(Records from a point labeling set)
— begin —

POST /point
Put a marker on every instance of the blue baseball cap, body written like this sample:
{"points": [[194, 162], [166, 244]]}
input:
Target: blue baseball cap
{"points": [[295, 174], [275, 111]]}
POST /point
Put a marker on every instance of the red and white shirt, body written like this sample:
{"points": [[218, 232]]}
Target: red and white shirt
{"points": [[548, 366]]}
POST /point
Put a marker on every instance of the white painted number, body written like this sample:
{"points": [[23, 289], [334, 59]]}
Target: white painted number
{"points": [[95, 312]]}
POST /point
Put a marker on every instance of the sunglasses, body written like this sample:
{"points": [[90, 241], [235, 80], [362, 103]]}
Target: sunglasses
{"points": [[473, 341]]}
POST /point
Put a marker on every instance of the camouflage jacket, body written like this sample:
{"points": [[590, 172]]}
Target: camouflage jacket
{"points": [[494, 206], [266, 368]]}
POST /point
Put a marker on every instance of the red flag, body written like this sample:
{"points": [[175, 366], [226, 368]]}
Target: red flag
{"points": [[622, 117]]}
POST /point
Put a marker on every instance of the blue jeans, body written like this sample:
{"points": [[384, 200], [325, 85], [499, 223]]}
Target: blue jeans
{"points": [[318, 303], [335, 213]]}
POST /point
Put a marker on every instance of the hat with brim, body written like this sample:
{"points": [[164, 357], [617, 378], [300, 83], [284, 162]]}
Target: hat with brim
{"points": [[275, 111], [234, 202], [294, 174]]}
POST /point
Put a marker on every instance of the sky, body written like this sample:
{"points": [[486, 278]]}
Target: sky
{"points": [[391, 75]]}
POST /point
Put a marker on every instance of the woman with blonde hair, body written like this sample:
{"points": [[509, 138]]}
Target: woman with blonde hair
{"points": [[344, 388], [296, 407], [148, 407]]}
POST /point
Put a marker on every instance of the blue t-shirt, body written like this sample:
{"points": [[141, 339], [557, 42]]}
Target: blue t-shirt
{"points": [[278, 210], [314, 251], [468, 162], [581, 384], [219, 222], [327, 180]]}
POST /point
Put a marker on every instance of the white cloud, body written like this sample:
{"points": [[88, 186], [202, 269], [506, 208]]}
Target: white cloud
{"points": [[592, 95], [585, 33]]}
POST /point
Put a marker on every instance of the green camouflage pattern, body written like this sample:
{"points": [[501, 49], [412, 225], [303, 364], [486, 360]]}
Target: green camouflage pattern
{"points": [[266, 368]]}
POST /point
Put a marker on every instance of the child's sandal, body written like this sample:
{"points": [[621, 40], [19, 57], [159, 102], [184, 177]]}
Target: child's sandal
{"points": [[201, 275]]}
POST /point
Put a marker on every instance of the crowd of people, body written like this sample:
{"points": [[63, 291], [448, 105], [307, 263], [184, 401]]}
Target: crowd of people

— end —

Problem to work on. Copy each entry exactly, with nothing added or dropped.

Exercise solution.
POST /point
Put a marker on every instance of the blue baseball cap, body written like this sample:
{"points": [[194, 162], [166, 244]]}
input:
Target: blue baseball cap
{"points": [[295, 174], [275, 111]]}
POST /point
Put a marker on every instance of the red and white shirt, body written like this sample:
{"points": [[218, 232]]}
Target: red and white shirt
{"points": [[548, 366]]}
POST /point
Put a marker on every instance of the white painted number, body written like this sample:
{"points": [[23, 289], [334, 59]]}
Target: white painted number
{"points": [[95, 312]]}
POST /point
Put a marker on every instance of the sunglasses, body written like this sample:
{"points": [[90, 241], [235, 80], [362, 103]]}
Target: sunglasses
{"points": [[473, 341]]}
POST /point
Put a marker on every instance of the camouflage jacket, body written like this sample:
{"points": [[590, 172]]}
Target: camouflage jacket
{"points": [[494, 206], [266, 368]]}
POST /point
Put a marker on every instance of the red flag, body written like this sample:
{"points": [[175, 366], [226, 368]]}
Target: red flag
{"points": [[622, 117]]}
POST /point
Put a marker on every instance of the blue jeans, body written like this sample:
{"points": [[384, 200], [325, 85], [499, 223]]}
Target: blue jeans
{"points": [[318, 303], [335, 213]]}
POST /point
Put a marker on every instance of the hat with brim, body written like this sample:
{"points": [[164, 357], [617, 378], [300, 83], [284, 162]]}
Target: hat with brim
{"points": [[275, 111], [234, 202], [294, 174]]}
POST /point
Put a marker on every instance of the sky, body written like this sample:
{"points": [[486, 278]]}
Target: sky
{"points": [[391, 75]]}
POST /point
Put a marker on every instance of the woman with blonde hair, body written like this sample:
{"points": [[509, 138]]}
Target: woman with blonde hair
{"points": [[344, 388], [296, 407], [148, 407]]}
POST /point
Put a marker on every instance of the blue t-shirt, body written like this sample:
{"points": [[141, 339], [557, 42]]}
Target: blue t-shirt
{"points": [[278, 210], [314, 251], [468, 162], [581, 384], [219, 222], [327, 180]]}
POST /point
Put a marker on every instance of the white cloud, body written like this sample:
{"points": [[88, 186], [202, 269], [506, 208]]}
Target: white cloud
{"points": [[592, 95], [585, 33]]}
POST /point
Put a marker on every instance of the green camouflage pattern, body written like this sample:
{"points": [[501, 49], [412, 225], [303, 364], [486, 360]]}
Target: green camouflage pattern
{"points": [[266, 368]]}
POST /point
Put a marker on every instance of the child's sandal, body written like this sample:
{"points": [[621, 40], [19, 57], [159, 102], [184, 177]]}
Target: child's sandal
{"points": [[201, 275]]}
POST /point
Put a marker on every instance of the crowd of people, body written like this sample:
{"points": [[63, 291], [448, 105], [307, 263], [184, 401]]}
Target: crowd of people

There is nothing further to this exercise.